#### [REQUIREMENT]
Restate all of the data precisely, omitting nothing.

#### PROVIDED RECORDS ####

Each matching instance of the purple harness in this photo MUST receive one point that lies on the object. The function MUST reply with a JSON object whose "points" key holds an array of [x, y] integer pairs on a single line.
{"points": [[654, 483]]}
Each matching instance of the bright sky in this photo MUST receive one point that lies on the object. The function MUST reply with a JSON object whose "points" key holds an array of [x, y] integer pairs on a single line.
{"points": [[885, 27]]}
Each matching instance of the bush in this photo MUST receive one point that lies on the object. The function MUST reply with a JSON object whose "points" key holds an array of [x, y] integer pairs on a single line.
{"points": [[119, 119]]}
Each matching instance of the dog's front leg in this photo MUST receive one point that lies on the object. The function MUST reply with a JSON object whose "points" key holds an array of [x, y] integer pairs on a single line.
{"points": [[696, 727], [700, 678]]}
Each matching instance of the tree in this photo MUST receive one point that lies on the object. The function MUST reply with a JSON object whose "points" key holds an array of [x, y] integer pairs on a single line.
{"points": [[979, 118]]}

####

#### [OUTPUT OF THE EXERCISE]
Each matching instance of the purple harness in this photo MUST receive one point that lies on the object. The function MUST reply with a JSON object whose "points" key holds an array of [x, y] integer pairs on a single line.
{"points": [[654, 483]]}
Each matching instance of the bright sky in this photo MUST receive one point that lies on the object. The function MUST reply with a JSON object whose "points" key holds an array of [x, y] integer pairs on a single line.
{"points": [[885, 27]]}
Each matching instance of the bush in this photo MUST receive one point that lies on the object. The function MUST reply with a JSON object whose "points" key holds an array of [x, y] integer pairs on a single line.
{"points": [[119, 119]]}
Each matching instance of the dog's front leg in this photo MUST receive one point that lies on the object. The function MUST reply with a JSON object whose "points" key holds an array of [x, y] integer pairs on a single line.
{"points": [[696, 727], [700, 678]]}
Each matching instance of the tree in this photo MUST receive one point that lies on the object. The function MUST reply with a JSON object whose "points" key holds an array of [x, y] integer pairs on a single line.
{"points": [[979, 118]]}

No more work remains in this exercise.